Instructions for the task: All lines in the data that hold the word "white" need copying.

Spatial localization data:
****************

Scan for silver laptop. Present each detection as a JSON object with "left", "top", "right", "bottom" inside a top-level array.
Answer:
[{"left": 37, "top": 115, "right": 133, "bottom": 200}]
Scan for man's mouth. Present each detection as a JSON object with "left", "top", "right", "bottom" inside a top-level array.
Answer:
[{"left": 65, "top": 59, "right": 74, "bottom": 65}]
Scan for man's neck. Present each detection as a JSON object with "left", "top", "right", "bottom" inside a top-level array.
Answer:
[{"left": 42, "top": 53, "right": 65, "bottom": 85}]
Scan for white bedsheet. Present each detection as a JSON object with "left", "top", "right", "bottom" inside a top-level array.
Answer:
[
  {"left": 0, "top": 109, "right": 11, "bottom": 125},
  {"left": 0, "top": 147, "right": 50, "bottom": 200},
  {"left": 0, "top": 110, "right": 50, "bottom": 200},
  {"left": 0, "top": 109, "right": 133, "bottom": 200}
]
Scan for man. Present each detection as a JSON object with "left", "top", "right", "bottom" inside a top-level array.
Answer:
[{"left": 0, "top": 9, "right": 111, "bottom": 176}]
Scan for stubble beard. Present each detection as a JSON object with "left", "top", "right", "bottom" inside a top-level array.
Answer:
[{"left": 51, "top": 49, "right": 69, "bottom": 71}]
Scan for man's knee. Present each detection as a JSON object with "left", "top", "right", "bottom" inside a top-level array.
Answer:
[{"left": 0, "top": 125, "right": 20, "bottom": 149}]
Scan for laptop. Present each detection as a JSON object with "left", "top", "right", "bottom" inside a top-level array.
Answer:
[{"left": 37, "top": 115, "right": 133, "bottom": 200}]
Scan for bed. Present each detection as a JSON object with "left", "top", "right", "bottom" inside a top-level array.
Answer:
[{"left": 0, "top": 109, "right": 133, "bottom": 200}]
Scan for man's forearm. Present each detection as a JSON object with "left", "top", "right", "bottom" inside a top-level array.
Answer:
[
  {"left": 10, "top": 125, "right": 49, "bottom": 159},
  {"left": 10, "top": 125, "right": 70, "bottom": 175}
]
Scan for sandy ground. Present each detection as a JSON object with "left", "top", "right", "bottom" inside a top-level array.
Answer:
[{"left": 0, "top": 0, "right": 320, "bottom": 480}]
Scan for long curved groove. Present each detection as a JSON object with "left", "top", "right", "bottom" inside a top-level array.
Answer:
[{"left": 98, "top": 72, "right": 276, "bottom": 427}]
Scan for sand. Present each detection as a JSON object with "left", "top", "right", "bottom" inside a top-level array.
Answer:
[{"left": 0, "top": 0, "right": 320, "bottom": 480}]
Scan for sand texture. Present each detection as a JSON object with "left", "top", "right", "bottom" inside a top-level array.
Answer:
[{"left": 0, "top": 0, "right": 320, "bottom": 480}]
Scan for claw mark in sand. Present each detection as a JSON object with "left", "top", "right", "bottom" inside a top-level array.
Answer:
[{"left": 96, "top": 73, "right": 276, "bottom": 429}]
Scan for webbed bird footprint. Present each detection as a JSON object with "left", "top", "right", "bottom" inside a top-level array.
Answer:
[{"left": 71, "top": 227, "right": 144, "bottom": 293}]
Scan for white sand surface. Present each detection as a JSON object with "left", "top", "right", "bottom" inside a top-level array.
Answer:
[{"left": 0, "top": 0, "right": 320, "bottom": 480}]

****************

Solved problem:
Scan for white bedsheet. Present each detection as a JSON object with "left", "top", "right", "bottom" inside a top-level array.
Scan for white sand surface. Present each detection as a JSON object with "left", "top", "right", "bottom" inside a top-level array.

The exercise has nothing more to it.